- **TASKS TO PERFORM**:
1. In the article below about the Austin High wheelchair challenge, why is the school exempt from the statutes requiring accessible doors?
2. From the article below about the Austin High wheelchair challenge, list every role or personal trait it attributes to Archer Hadley. Leave out his actions and experiences.

--- Start of EXCERPT PROVIDED ---

National Seating & Mobility’s (NSM) Austin, Texas, branch is helping local high school students and faculty to understand what it’s like to live with a wheelchair — while also raising money for a good cause.
NSM staffers are collaborating with their client Archer Hadley, a student making headlines for his efforts to raise money to install accessible doors at Stephen F. Austin High School, where he attends classes.
Archer, a senior, has cerebral palsy. According to a report from ABC TV’s Austin affiliate KVUE, Austin High School is exempt from statutes requiring accessible doors because the facility was built in 1975, before such laws went into effect. Archer, who uses a power wheelchair, said he currently has to wait for others to open doors for him, and that last year he got stuck on a balcony in the rain because he couldn’t open a school door to get inside.
As a result, Archer created the “Mr. Maroo Wheelchair Challenge,” named after the school’s mascot and described on the school’s Web site as the “All Access for Austin High Campaign, part of his Academy for Global Studies Program Capstone Project. The purpose of the project is to give back to his community and leave a lasting legacy for students at Austin High School.”
Funds raised by the Challenge will go toward purchasing and installing automatic door opening systems at five school entrances, the Web site added.

--- End of EXCERPT PROVIDED ---
--- Start of LISTING ---

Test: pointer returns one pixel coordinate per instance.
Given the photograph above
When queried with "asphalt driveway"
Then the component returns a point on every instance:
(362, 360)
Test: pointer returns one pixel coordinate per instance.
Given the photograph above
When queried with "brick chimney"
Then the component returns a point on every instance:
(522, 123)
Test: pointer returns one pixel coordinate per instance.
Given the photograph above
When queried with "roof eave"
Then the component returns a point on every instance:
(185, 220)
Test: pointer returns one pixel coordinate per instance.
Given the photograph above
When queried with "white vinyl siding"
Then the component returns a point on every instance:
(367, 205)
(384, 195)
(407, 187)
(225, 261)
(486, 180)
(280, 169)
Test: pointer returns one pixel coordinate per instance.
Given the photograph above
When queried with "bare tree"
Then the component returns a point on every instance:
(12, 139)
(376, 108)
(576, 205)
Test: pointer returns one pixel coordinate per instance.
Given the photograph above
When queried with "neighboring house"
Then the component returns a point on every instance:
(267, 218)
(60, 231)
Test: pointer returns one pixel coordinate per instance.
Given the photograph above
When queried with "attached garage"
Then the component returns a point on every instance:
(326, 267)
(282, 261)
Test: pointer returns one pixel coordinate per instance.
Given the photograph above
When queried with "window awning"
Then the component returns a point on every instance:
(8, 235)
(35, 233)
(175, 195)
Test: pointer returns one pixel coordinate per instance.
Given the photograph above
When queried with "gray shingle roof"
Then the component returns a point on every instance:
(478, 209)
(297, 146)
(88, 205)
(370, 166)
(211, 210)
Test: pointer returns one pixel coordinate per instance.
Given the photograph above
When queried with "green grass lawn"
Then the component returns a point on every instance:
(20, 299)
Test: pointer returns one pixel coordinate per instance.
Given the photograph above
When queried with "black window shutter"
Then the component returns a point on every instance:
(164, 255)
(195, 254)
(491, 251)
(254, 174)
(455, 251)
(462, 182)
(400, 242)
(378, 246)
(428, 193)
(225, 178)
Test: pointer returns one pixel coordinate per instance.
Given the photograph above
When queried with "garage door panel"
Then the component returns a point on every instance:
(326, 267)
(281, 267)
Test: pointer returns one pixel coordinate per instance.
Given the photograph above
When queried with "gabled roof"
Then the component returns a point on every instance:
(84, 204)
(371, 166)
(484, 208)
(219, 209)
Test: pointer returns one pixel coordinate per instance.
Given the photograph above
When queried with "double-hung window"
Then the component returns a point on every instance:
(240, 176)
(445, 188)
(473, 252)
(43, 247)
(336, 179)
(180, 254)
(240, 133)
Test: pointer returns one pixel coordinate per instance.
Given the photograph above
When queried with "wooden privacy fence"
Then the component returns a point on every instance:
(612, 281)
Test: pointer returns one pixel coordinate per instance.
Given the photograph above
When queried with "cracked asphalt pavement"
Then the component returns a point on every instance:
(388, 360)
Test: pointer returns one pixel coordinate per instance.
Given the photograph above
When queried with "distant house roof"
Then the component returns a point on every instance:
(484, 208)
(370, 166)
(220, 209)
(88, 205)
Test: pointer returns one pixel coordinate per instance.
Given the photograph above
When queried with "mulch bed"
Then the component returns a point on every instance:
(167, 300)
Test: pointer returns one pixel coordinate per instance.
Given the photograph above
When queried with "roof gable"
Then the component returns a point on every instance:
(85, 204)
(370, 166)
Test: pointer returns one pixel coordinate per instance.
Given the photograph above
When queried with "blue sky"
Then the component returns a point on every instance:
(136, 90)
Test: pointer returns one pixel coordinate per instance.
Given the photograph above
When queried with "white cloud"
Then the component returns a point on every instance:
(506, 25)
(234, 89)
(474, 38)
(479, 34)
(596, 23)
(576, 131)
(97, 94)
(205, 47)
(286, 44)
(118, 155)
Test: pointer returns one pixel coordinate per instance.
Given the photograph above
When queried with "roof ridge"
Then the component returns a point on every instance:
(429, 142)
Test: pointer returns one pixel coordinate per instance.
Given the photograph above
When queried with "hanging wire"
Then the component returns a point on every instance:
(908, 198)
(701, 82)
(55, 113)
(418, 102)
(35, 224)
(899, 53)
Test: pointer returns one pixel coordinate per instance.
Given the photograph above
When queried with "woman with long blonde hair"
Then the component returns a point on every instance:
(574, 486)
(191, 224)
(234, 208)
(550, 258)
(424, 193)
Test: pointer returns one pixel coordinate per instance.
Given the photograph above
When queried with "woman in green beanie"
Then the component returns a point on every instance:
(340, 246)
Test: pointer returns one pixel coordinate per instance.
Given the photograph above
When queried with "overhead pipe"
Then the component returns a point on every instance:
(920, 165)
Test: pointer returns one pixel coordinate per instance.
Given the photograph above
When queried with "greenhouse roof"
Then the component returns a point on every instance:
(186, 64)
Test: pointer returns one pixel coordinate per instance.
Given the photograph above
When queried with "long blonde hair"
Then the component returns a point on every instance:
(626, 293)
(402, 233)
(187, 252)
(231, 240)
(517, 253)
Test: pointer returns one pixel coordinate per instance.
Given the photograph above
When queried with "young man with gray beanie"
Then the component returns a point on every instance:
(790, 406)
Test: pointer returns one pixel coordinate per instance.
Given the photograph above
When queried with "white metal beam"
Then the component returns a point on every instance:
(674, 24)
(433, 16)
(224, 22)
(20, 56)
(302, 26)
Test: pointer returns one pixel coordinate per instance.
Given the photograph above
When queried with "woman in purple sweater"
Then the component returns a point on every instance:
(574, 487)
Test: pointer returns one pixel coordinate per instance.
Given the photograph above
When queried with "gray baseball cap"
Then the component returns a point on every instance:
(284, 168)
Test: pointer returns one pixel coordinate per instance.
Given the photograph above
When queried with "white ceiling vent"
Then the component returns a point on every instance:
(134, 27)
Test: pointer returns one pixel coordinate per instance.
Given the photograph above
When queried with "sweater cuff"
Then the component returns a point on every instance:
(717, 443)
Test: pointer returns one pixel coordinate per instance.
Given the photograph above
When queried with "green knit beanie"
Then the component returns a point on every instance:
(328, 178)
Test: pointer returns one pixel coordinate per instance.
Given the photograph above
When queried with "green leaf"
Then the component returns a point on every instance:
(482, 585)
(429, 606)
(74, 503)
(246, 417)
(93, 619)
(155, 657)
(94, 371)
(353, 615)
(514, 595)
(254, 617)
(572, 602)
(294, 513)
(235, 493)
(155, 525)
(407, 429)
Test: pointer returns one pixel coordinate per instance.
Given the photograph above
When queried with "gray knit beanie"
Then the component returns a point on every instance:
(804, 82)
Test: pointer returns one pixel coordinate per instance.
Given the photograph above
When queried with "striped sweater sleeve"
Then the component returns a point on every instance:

--- End of LISTING ---

- **SOLVED PROBLEMS**:
1. The school is exempt because its facility was built in 1975, before the laws requiring accessible doors went into effect.

2.
- A client of National Seating & Mobility's Austin branch
- A student at Stephen F. Austin High School
- A senior
- Has cerebral palsy
- Uses a power wheelchair